#### Task description:
Quote the listing below in its entirety.

#### Extracted entries:
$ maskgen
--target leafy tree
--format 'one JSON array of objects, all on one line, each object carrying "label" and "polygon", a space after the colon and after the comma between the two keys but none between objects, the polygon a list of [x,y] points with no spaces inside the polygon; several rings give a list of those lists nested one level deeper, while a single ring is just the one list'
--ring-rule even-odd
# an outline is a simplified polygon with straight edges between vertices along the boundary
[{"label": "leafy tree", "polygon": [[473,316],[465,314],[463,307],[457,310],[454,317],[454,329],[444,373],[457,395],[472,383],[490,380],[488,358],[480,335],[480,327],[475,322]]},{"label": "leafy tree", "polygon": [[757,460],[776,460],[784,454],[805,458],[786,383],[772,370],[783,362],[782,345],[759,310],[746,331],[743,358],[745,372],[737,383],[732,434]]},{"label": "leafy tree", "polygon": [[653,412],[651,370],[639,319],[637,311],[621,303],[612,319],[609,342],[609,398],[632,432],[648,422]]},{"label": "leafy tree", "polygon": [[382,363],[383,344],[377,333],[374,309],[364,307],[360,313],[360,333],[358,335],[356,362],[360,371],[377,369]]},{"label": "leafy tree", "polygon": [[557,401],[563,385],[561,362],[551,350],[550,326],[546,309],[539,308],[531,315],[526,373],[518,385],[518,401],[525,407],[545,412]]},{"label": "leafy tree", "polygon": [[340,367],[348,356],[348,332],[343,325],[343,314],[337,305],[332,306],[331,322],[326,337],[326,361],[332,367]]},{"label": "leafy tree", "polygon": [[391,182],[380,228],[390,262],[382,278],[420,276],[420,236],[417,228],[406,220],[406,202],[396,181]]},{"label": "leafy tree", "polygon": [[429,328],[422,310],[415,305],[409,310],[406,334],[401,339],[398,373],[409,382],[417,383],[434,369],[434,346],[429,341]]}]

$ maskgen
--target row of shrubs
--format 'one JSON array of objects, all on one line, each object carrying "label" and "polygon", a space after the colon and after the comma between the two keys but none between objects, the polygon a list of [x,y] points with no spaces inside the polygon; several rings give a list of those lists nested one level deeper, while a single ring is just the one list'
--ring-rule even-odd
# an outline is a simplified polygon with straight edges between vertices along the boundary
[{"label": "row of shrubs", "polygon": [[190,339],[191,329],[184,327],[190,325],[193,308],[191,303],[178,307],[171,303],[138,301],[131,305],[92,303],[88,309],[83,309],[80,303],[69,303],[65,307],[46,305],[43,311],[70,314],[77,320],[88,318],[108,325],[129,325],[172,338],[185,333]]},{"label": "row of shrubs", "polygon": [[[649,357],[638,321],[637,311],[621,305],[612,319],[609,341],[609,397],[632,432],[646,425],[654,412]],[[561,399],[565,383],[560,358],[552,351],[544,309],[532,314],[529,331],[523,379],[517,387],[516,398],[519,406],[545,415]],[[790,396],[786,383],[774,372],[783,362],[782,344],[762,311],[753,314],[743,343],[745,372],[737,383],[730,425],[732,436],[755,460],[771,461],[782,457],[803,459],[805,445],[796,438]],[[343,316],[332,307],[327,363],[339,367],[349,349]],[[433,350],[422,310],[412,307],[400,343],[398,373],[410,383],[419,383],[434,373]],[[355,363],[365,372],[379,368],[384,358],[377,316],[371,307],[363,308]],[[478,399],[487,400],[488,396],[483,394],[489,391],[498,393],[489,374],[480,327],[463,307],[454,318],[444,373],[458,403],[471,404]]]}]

#### Response:
$ maskgen
--target leafy tree
--format 'one JSON array of objects, all on one line, each object carrying "label" and "polygon", a space after the colon and after the comma between the two keys but none between objects, the polygon a list of [x,y] points with no spaces inside the polygon; several rings give a list of those lists nested one level deeper, while a single ring is just the one list'
--ring-rule even-odd
# an outline is a simplified polygon with straight edges between vertices along the boundary
[{"label": "leafy tree", "polygon": [[473,316],[465,314],[463,307],[457,310],[454,317],[454,329],[444,373],[457,395],[472,383],[490,380],[488,358],[480,335],[480,327],[475,322]]},{"label": "leafy tree", "polygon": [[757,460],[776,460],[784,454],[805,458],[786,383],[772,370],[783,362],[782,345],[759,310],[746,331],[743,358],[745,372],[737,383],[732,434]]},{"label": "leafy tree", "polygon": [[653,412],[651,370],[639,319],[637,311],[621,303],[612,319],[609,342],[609,398],[632,432],[648,422]]},{"label": "leafy tree", "polygon": [[382,363],[383,344],[377,333],[374,309],[364,307],[360,313],[360,333],[358,335],[356,362],[360,371],[377,369]]},{"label": "leafy tree", "polygon": [[557,401],[563,385],[561,362],[551,350],[550,326],[546,309],[539,308],[531,315],[526,373],[518,385],[518,401],[525,407],[545,412]]},{"label": "leafy tree", "polygon": [[340,367],[348,356],[348,332],[343,325],[343,314],[337,305],[332,306],[331,322],[326,337],[326,361],[332,367]]},{"label": "leafy tree", "polygon": [[391,182],[380,228],[390,262],[382,278],[420,276],[420,236],[417,228],[406,220],[406,202],[396,181]]},{"label": "leafy tree", "polygon": [[429,328],[422,310],[415,305],[409,310],[406,334],[401,339],[398,373],[409,382],[417,383],[434,369],[434,346],[429,341]]}]

$ maskgen
--target row of shrubs
--format 'one JSON array of objects, all on one line, each object carrying "label" and "polygon", a space after the colon and after the comma between the two keys but none between objects, the polygon a list of [x,y] points with no spaces inside the polygon; several rings give a list of those lists nested one level deeper, while a single ring is just the one list'
--ring-rule even-odd
# an outline is a simplified polygon with straight edges between vertices along the boundary
[{"label": "row of shrubs", "polygon": [[190,339],[191,329],[184,327],[190,325],[193,308],[191,303],[178,307],[171,303],[138,301],[131,305],[92,303],[88,309],[83,309],[80,303],[69,303],[65,307],[46,305],[43,311],[70,314],[77,320],[88,318],[108,325],[129,325],[172,338],[185,333]]},{"label": "row of shrubs", "polygon": [[[649,357],[638,321],[637,311],[621,305],[612,319],[609,341],[609,397],[632,432],[646,425],[654,412]],[[561,399],[565,383],[560,358],[552,351],[544,309],[532,314],[529,331],[523,379],[517,387],[516,398],[519,406],[545,415]],[[790,396],[786,383],[774,372],[783,362],[782,344],[762,311],[753,314],[743,343],[745,372],[737,383],[730,425],[732,436],[755,460],[771,461],[782,457],[803,459],[805,445],[796,438]],[[343,316],[332,307],[327,363],[339,367],[349,349]],[[433,350],[422,310],[412,307],[400,343],[398,373],[410,383],[419,383],[434,373]],[[355,363],[365,372],[379,368],[384,358],[377,316],[371,307],[363,308]],[[478,399],[487,400],[488,396],[483,394],[489,391],[498,393],[489,374],[480,327],[463,307],[454,318],[444,373],[458,403],[471,404]]]}]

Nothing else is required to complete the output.